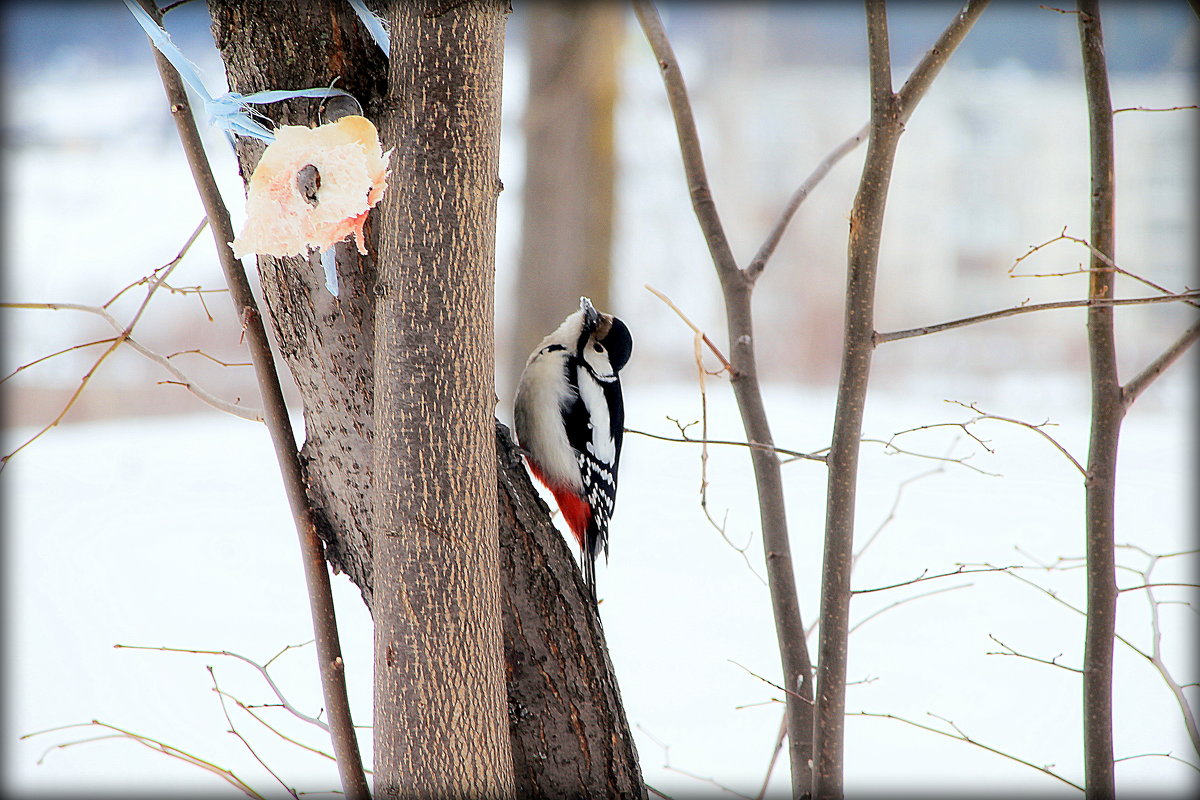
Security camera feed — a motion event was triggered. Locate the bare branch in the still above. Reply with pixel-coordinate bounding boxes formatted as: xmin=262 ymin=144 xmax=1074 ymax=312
xmin=625 ymin=428 xmax=824 ymax=462
xmin=167 ymin=348 xmax=254 ymax=367
xmin=208 ymin=666 xmax=299 ymax=800
xmin=0 ymin=337 xmax=116 ymax=384
xmin=850 ymin=464 xmax=946 ymax=572
xmin=985 ymin=633 xmax=1084 ymax=675
xmin=642 ymin=283 xmax=738 ymax=377
xmin=850 ymin=583 xmax=974 ymax=633
xmin=746 ymin=122 xmax=871 ymax=281
xmin=0 ymin=299 xmax=263 ymax=424
xmin=1008 ymin=225 xmax=1200 ymax=308
xmin=850 ymin=564 xmax=1020 ymax=595
xmin=139 ymin=0 xmax=371 ymax=800
xmin=847 ymin=711 xmax=1084 ymax=792
xmin=20 ymin=720 xmax=265 ymax=800
xmin=634 ymin=0 xmax=814 ymax=796
xmin=113 ymin=644 xmax=329 ymax=733
xmin=875 ymin=290 xmax=1200 ymax=344
xmin=1076 ymin=0 xmax=1126 ymax=800
xmin=946 ymin=401 xmax=1087 ymax=479
xmin=1121 ymin=323 xmax=1200 ymax=408
xmin=1112 ymin=106 xmax=1200 ymax=114
xmin=726 ymin=658 xmax=812 ymax=704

+++

▶ **What you need to do**: Recast the records above as a JSON list of strings, with one string per line and blank lines omitted. Leave the pictures out of the answer.

▶ **Exercise solution**:
[
  "Security camera feed — a motion event was triggered. Locate the bare branch in the still above. Reply with pixel-coordinate bounding boxes formatted as: xmin=262 ymin=144 xmax=1074 ymax=312",
  "xmin=625 ymin=428 xmax=824 ymax=462",
  "xmin=167 ymin=348 xmax=254 ymax=367",
  "xmin=208 ymin=666 xmax=299 ymax=800",
  "xmin=0 ymin=337 xmax=116 ymax=384",
  "xmin=850 ymin=464 xmax=946 ymax=572",
  "xmin=985 ymin=633 xmax=1084 ymax=675",
  "xmin=642 ymin=283 xmax=738 ymax=377",
  "xmin=850 ymin=583 xmax=974 ymax=633",
  "xmin=746 ymin=122 xmax=871 ymax=281",
  "xmin=0 ymin=299 xmax=263 ymax=424",
  "xmin=1008 ymin=225 xmax=1200 ymax=308",
  "xmin=850 ymin=564 xmax=1020 ymax=595",
  "xmin=139 ymin=0 xmax=371 ymax=800",
  "xmin=847 ymin=711 xmax=1084 ymax=792",
  "xmin=20 ymin=720 xmax=265 ymax=800",
  "xmin=634 ymin=0 xmax=814 ymax=796",
  "xmin=113 ymin=644 xmax=329 ymax=733",
  "xmin=875 ymin=290 xmax=1200 ymax=344",
  "xmin=1076 ymin=0 xmax=1126 ymax=800",
  "xmin=946 ymin=401 xmax=1087 ymax=479",
  "xmin=1121 ymin=323 xmax=1200 ymax=408",
  "xmin=1112 ymin=106 xmax=1200 ymax=114",
  "xmin=726 ymin=658 xmax=812 ymax=704"
]